#### Material shown ####

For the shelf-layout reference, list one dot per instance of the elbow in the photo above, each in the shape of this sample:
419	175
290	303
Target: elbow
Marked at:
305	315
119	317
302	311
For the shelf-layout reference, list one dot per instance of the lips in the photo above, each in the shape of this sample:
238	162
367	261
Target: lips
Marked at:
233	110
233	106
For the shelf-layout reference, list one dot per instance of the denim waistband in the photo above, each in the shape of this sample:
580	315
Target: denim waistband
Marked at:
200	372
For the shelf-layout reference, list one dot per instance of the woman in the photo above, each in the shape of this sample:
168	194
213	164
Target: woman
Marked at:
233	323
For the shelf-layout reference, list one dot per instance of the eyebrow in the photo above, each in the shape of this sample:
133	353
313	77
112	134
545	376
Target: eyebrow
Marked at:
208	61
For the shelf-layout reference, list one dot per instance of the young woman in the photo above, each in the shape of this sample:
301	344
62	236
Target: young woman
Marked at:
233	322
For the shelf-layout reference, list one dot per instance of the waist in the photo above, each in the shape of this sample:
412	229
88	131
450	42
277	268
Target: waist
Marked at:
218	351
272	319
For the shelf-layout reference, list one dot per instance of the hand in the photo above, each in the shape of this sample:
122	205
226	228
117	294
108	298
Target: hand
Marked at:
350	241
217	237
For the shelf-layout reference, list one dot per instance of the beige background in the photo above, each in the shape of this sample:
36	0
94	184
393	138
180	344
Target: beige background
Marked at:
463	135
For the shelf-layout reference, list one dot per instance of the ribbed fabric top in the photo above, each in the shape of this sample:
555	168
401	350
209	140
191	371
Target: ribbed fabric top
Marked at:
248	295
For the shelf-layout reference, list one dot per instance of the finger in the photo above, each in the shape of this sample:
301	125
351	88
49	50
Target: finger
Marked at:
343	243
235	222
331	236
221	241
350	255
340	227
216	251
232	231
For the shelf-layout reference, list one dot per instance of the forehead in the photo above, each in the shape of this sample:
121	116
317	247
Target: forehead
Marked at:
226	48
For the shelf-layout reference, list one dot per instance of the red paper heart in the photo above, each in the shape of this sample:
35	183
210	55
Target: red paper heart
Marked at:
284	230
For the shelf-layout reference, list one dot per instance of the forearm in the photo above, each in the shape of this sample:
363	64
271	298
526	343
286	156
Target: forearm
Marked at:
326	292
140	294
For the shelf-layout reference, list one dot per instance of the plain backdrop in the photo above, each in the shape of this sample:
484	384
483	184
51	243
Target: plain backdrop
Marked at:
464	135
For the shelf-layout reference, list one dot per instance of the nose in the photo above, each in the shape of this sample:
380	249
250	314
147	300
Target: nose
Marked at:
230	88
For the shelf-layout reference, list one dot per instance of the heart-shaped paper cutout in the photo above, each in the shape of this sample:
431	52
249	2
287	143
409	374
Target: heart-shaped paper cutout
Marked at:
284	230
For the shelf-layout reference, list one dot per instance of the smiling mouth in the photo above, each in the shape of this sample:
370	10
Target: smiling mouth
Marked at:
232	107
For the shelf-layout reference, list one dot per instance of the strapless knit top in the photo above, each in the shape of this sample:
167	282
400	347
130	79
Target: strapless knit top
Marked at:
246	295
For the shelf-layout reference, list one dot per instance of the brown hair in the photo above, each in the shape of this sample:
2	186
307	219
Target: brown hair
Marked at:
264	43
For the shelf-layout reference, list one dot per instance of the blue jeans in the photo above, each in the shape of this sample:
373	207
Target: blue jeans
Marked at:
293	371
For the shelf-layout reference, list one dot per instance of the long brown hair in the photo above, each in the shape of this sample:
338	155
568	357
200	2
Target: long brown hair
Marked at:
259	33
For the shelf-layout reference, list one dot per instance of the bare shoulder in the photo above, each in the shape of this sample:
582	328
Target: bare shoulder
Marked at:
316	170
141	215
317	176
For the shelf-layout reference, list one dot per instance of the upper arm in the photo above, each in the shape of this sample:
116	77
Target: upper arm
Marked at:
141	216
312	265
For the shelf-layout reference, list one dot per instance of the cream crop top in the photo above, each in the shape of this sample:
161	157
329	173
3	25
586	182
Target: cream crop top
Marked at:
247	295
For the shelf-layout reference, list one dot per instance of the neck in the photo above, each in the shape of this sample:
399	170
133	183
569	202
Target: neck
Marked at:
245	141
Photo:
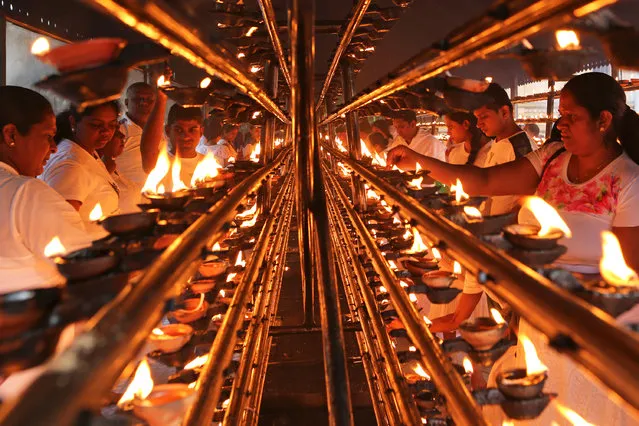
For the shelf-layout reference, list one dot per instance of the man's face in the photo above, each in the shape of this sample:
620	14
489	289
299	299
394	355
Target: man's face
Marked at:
405	129
185	135
139	103
491	122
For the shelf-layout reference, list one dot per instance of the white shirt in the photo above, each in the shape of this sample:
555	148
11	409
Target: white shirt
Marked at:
31	214
78	175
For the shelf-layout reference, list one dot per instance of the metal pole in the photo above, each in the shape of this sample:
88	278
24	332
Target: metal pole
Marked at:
163	24
271	26
356	16
352	131
312	205
475	44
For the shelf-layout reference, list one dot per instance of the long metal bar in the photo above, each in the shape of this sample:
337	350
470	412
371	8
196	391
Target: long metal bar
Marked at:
365	297
312	203
161	23
271	26
356	15
461	404
608	351
431	62
80	376
211	379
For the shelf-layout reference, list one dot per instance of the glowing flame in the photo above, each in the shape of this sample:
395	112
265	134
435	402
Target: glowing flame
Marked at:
54	248
468	366
533	363
176	169
161	169
40	46
96	213
547	217
141	385
418	245
416	183
239	261
419	370
206	169
613	266
197	362
458	189
206	82
567	40
571	416
497	316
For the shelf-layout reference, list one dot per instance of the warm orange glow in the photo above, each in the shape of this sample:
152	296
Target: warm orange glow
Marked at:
571	416
141	385
159	172
206	169
567	40
497	316
197	362
612	266
96	213
468	366
40	46
547	216
54	248
533	363
206	82
458	190
418	245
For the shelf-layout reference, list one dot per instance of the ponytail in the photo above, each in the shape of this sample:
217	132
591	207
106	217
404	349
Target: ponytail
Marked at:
628	133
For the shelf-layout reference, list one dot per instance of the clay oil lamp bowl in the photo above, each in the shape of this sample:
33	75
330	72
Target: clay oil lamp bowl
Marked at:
23	310
86	263
130	223
618	291
484	333
191	310
170	338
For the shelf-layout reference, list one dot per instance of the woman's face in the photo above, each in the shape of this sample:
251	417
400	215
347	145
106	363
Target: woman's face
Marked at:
96	130
579	132
458	132
31	151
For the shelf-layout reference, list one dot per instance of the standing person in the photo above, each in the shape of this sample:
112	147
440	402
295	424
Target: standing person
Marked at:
139	157
223	149
417	138
77	172
31	212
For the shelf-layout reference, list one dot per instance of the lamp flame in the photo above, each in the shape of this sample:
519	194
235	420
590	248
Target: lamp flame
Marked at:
40	46
547	217
54	248
96	213
140	387
613	267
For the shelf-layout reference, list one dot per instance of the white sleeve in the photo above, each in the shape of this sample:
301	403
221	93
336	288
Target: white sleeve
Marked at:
539	157
41	214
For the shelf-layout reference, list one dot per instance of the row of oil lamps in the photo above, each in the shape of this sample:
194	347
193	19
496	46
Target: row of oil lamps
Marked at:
423	272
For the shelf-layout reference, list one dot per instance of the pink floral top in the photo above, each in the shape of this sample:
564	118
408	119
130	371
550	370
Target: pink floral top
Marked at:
609	199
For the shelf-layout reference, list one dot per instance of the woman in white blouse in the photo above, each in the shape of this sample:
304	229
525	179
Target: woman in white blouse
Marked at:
31	213
76	170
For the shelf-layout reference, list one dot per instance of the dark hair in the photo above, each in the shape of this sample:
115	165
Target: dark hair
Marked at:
22	107
179	113
599	92
476	134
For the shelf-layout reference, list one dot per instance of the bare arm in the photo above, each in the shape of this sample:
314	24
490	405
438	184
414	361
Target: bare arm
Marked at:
152	133
514	178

####

● **Problem statement**: Quote only the lines from the line containing "white blouse in" through the end of the listing, please, keeping both the first and the last line.

● **The response**:
For the shelf-layout reference, list one dot per instance of the woman in white blouse in the photo above, each in the shape of this sample:
304	229
525	179
Target: woman in white blouse
Marked at:
31	213
76	170
For the shelf-layout reference, list one dot per instance of the dark hair in the photo above, each in the shape of this sample:
115	165
Target: dark hair
Marked at:
22	107
179	113
599	92
476	134
For the shelf-layout reference, list one dot per instance of the bare arm in the photo above, each in the shape of this sample:
314	24
490	405
438	184
414	361
Target: bare arm
Marked at:
152	133
514	178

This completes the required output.